Then there’s the problem of how iTunes manages the actual media files behind all these lists. If you’ve ever tried to manually copy, move, or back up your iTunes media library, you know how difficult it is just to find the stuff on your hard drive, let alone show iTunes where it is once you’ve moved it. And can anyone explain to me why iTunes puts movies, podcasts, TV shows, and voice memos into subfolders of the “iTunes Music” folder, mixing them up with individual music albums, while mobile apps are in a separate folder on the same level as iTunes Music? And why is it that I can I use iTunes to synchronize my mobile and desktop calendars and address books, but to synchronize my photo albums, I have to fire up a separate program, iPhoto?

The only antidote for software cruft, alas, is to start fresh. As Stephenson writes:

At some point, one must ask the question: is this really worth it…? Should we throw another human wave of structural engineers at stabilizing the Leaning Tower of Pisa, or should we just let the damn thing fall over and build a tower that doesn’t suck? Like an upgrade to an old building, cruft always seems like a good idea when the first layers of it go on—just routine maintenance, sound prudent management. This is especially true if (as it were) you never look into the cellar, or behind the drywall. But if you are a hacker who spends all his time looking at it from that point of view, cruft is fundamentally disgusting, and you can’t avoid wanting to go after it with a crowbar. Or, better yet, simply walk out of the building—let the Leaning Tower of Pisa fall over—and go make a new one THAT DOESN’T LEAN.

----------

**Work instructions**:
(a) For the passage on iTunes and software cruft:
(i) Into subfolders of which folder does iTunes put movies, podcasts, TV shows, and voice memos?
(ii) Which separate program must be started to synchronize photo albums?
(iii) What does the passage call the only antidote for software cruft?
(b) Rewrite the records starting at the line that contains "the aircraft nose" and ending at the line that contains "point(36, 57)", both included, as a two-column CSV with the columns request and answer. Use one row per request, put each field in quotes, and replace line breaks with spaces.

**Data lines**:
----------

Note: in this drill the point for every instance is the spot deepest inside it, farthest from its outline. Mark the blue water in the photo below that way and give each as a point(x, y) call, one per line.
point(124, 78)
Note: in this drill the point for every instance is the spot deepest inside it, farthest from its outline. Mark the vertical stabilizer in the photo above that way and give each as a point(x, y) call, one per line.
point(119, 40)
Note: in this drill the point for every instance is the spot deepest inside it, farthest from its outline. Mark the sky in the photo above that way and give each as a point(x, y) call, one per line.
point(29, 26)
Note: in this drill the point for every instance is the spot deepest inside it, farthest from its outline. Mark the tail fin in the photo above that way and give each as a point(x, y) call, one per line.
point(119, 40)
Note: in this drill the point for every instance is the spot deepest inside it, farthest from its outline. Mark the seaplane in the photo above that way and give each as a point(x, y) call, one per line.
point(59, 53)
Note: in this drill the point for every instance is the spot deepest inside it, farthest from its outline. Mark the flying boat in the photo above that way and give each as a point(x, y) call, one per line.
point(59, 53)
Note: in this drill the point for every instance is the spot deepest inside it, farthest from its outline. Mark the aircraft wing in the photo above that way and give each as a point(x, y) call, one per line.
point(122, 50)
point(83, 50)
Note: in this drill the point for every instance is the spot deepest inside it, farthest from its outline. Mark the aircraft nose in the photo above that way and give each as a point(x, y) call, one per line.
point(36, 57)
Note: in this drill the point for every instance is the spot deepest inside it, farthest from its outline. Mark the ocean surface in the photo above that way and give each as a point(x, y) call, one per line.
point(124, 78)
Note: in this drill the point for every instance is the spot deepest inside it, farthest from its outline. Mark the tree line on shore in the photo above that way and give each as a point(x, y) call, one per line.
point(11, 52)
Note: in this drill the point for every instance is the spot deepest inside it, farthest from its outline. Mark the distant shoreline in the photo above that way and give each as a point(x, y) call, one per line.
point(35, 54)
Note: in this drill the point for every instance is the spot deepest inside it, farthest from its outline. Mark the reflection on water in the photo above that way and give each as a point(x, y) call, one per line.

----------

**Answers per task**:
(a)
(i) The "iTunes Music" folder.
(ii) iPhoto.
(iii) Starting fresh.

(b)
request,answer
"Note: in this drill the point for every instance is the spot deepest inside it, farthest from its outline. Mark the aircraft nose in the photo above that way and give each as a point(x, y) call, one per line.","point(36, 57)"